::: SUPPLIED PASSAGE
Reflections On An Open Source Project

Sep 6, 2022
15 minute read

I've been working on Boutique and Bodega for much of the last three months, officially celebrating the launch of Boutique and Bodega v2 today. If you’d like to learn more about what's new you can read about it in this tweet storm, or read a quick rundown below 1. But this post isn't about Boutique and Bodega, it's about the process of building Boutique and Bodega.

If you'd asked me in April if I'd spend three months this year working on an open source project, I would have said no way. I left my job at Twitter to be an indie developer building apps that represent my vision of personal productivity, but life is funny sometimes. Life teaches the same lesson over and over again — you can't predict what'll be important to you at any point in time. I built something to answer my own question, "what does a good SwiftUI architecture would look like?” for my own apps, and that's what came to be Boutique. But Boutique has blossomed into much more than just a new architecture, it's become a whole new way to build persistence layers, SwiftUI apps, and for me its created a community of people who find my work valuable. Boutique has quickly become a key part of my present and future app development plans, while remaining simple and approachable through many iterations. I've already integrated Boutique into more than half a dozen of my own apps, notably without many issues or much work, and every day I hear from people about how they're using it as well.

I can't say it's all been ups though, there have been plenty of downs as well. I’m writing this post not with the intention of convincing you to build an open source project, nor am I trying to dissuade you from participating in open source. I'm aiming to provide a balanced perspective because I would like nothing more than to see you build something that's important to you, to leave your dent in the universe. If that dent takes the shape of open source project then it would be an honor to have provided a head start based on what I've learned, knowing better what to expect than I did.

#1. When you open source something you plan to support, double your estimates.

As Big Daddy Kane would say, open source ain't easy. The rapper was ahead of his time, and while it's hard to believe, he was actually talking about me and my project planning-related difficulties.
::::::
:: BRIEF 1 ::
Answer these from the reflections post, marking each answer with its letter:
(a) For roughly how long has the writer been working on Boutique and Bodega?
(b) Which company did the writer leave to become an indie developer?
(c) Into how many of the writer's own apps has Boutique already been integrated?
:: BRIEF 2 ::
Please summarize the reflections post in two sentences.
:: BRIEF 3 ::
Reproduce the part of the reflections post that begins at the words "I've been working" and ends after the words "Boutique and Bodega.".
::: DATASET
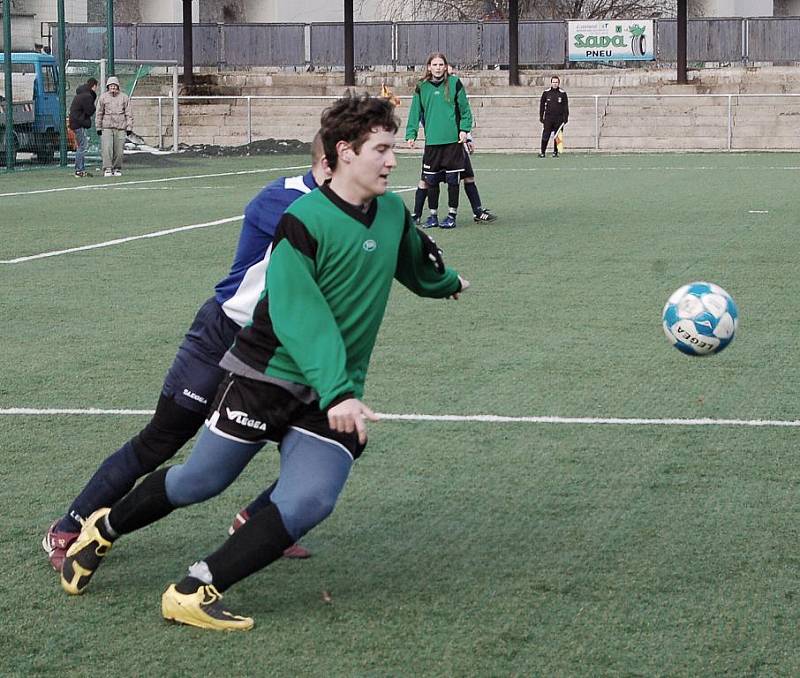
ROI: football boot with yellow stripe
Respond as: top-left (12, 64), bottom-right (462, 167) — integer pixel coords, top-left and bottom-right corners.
top-left (61, 508), bottom-right (112, 596)
top-left (161, 584), bottom-right (254, 631)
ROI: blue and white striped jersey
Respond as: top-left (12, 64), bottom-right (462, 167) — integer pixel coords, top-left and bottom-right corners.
top-left (214, 171), bottom-right (317, 327)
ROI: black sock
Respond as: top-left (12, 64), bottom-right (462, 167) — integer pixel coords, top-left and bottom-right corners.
top-left (108, 467), bottom-right (175, 534)
top-left (464, 181), bottom-right (483, 215)
top-left (413, 187), bottom-right (428, 219)
top-left (447, 184), bottom-right (461, 214)
top-left (204, 504), bottom-right (295, 591)
top-left (428, 184), bottom-right (439, 212)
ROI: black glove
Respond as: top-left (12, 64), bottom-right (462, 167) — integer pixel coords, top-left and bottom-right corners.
top-left (417, 229), bottom-right (444, 273)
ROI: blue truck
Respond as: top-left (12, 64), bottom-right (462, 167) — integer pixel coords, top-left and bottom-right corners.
top-left (0, 52), bottom-right (62, 164)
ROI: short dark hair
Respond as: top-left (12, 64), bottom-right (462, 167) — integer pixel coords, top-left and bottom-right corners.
top-left (320, 92), bottom-right (400, 171)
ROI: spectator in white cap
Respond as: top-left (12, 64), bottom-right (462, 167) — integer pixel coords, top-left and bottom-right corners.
top-left (95, 75), bottom-right (133, 177)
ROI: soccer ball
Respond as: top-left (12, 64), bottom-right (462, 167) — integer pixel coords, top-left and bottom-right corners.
top-left (661, 282), bottom-right (739, 355)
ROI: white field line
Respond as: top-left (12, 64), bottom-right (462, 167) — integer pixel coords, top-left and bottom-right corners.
top-left (0, 186), bottom-right (416, 264)
top-left (0, 165), bottom-right (308, 198)
top-left (0, 214), bottom-right (244, 264)
top-left (0, 407), bottom-right (800, 428)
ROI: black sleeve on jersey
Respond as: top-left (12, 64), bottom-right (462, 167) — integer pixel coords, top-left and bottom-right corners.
top-left (272, 213), bottom-right (318, 261)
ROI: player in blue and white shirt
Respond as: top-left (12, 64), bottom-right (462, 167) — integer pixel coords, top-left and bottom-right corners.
top-left (42, 136), bottom-right (329, 571)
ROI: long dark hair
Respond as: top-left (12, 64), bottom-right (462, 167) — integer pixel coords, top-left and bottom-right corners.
top-left (419, 52), bottom-right (450, 101)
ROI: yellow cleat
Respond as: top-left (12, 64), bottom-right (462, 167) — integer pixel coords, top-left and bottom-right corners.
top-left (161, 584), bottom-right (255, 631)
top-left (61, 508), bottom-right (112, 596)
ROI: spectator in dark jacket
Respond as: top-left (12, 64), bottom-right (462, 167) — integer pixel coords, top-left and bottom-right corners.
top-left (539, 75), bottom-right (569, 158)
top-left (69, 78), bottom-right (97, 177)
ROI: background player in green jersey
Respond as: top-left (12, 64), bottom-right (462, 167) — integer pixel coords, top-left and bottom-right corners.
top-left (61, 96), bottom-right (469, 630)
top-left (406, 52), bottom-right (472, 228)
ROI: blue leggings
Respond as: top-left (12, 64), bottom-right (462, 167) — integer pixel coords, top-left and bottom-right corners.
top-left (166, 428), bottom-right (353, 540)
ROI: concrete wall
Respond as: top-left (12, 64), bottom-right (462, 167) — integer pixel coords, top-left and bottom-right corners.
top-left (698, 0), bottom-right (773, 17)
top-left (17, 0), bottom-right (86, 23)
top-left (0, 12), bottom-right (39, 50)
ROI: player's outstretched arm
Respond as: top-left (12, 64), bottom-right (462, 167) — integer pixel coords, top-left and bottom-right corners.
top-left (328, 398), bottom-right (380, 445)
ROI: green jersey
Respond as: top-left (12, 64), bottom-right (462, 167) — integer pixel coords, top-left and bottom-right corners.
top-left (229, 184), bottom-right (461, 409)
top-left (406, 75), bottom-right (472, 146)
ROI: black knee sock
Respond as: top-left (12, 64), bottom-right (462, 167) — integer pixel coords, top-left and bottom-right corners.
top-left (464, 181), bottom-right (483, 214)
top-left (108, 467), bottom-right (175, 534)
top-left (200, 504), bottom-right (294, 591)
top-left (428, 184), bottom-right (439, 212)
top-left (413, 187), bottom-right (428, 219)
top-left (447, 184), bottom-right (461, 214)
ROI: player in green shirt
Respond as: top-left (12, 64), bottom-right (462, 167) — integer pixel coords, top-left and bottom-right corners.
top-left (61, 95), bottom-right (469, 630)
top-left (406, 52), bottom-right (472, 228)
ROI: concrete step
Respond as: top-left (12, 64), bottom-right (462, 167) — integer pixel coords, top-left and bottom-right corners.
top-left (600, 136), bottom-right (727, 151)
top-left (731, 134), bottom-right (800, 151)
top-left (600, 125), bottom-right (728, 139)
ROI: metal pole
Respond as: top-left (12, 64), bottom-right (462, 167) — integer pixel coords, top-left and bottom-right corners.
top-left (58, 0), bottom-right (67, 167)
top-left (247, 96), bottom-right (253, 144)
top-left (183, 0), bottom-right (194, 90)
top-left (106, 0), bottom-right (114, 74)
top-left (172, 64), bottom-right (179, 153)
top-left (728, 94), bottom-right (733, 151)
top-left (3, 0), bottom-right (16, 172)
top-left (594, 94), bottom-right (600, 151)
top-left (508, 0), bottom-right (519, 85)
top-left (344, 0), bottom-right (356, 87)
top-left (677, 0), bottom-right (689, 85)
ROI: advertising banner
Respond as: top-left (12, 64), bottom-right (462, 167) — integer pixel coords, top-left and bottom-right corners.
top-left (567, 19), bottom-right (656, 61)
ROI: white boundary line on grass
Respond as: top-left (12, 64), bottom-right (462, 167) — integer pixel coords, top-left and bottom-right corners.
top-left (0, 407), bottom-right (800, 428)
top-left (0, 186), bottom-right (416, 264)
top-left (0, 165), bottom-right (308, 198)
top-left (0, 214), bottom-right (244, 264)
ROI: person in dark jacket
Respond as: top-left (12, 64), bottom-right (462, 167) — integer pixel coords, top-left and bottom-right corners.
top-left (69, 78), bottom-right (97, 177)
top-left (539, 75), bottom-right (569, 158)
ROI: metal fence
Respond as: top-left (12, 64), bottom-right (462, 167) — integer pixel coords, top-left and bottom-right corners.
top-left (51, 17), bottom-right (800, 68)
top-left (138, 92), bottom-right (800, 152)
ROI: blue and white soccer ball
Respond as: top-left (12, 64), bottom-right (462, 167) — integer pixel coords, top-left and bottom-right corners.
top-left (661, 282), bottom-right (739, 355)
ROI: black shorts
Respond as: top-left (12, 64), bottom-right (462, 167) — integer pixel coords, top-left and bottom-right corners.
top-left (206, 373), bottom-right (366, 459)
top-left (461, 148), bottom-right (475, 179)
top-left (161, 297), bottom-right (239, 414)
top-left (422, 142), bottom-right (464, 183)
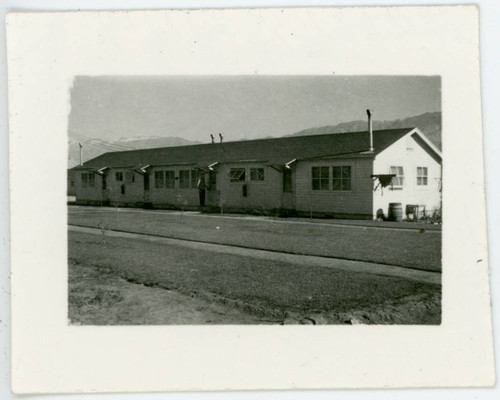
::::::
:: ANSWER SPACE 1 ::
(a) Much of the last three months.
(b) Twitter.
(c) More than half a dozen.

:: ANSWER SPACE 2 ::
The writer, who left Twitter to be an indie developer, looks back on three months spent building the open source projects Boutique and Bodega, launched as v2 that day. Boutique began as an answer to the question of what a good SwiftUI architecture would look like and has grown into a key part of the writer's app plans and a community, and the post aims to give a balanced view of its ups and downs, opening its lessons with the advice to double your estimates when you open source something you plan to support.

:: ANSWER SPACE 3 ::
I've been working on Boutique and Bodega for much of the last three months, officially celebrating the launch of Boutique and Bodega v2 today. If you’d like to learn more about what's new you can read about it in this tweet storm, or read a quick rundown below 1. But this post isn't about Boutique and Bodega, it's about the process of building Boutique and Bodega.